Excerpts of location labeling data
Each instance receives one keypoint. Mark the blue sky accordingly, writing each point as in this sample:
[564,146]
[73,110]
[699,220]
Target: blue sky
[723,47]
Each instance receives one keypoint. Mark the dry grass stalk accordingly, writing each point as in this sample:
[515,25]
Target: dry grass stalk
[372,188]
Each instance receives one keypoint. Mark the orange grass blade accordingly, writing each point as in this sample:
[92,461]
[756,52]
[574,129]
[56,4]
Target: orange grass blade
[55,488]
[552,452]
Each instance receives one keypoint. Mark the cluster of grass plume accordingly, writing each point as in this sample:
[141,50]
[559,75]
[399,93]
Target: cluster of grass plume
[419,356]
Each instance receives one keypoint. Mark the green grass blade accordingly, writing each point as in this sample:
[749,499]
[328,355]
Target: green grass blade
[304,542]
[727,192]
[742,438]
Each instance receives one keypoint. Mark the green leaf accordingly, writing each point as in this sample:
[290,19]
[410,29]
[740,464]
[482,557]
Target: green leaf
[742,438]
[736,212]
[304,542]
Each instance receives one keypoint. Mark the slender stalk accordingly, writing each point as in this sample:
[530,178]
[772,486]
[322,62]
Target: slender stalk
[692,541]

• _Stated problem_
Give again only the lines starting at the one that contains "Each instance receives one keypoint. Mark the green grass" and running to the end of the data.

• _Task result_
Each instance receives one keypoint. Mark the green grass blade accordingly, writing each point as in this sample:
[749,499]
[328,355]
Target: green grass blade
[304,542]
[727,192]
[742,438]
Each instance receives one keypoint. Mark the green leaf accordingly, writing each point as in this sample:
[290,19]
[410,29]
[740,464]
[482,557]
Target: green leaf
[742,438]
[736,212]
[304,542]
Each instance receives one keypoint. Mark the slender stalk accordingly, writing each point as in this sample:
[530,178]
[772,486]
[322,62]
Target: slender stalk
[692,541]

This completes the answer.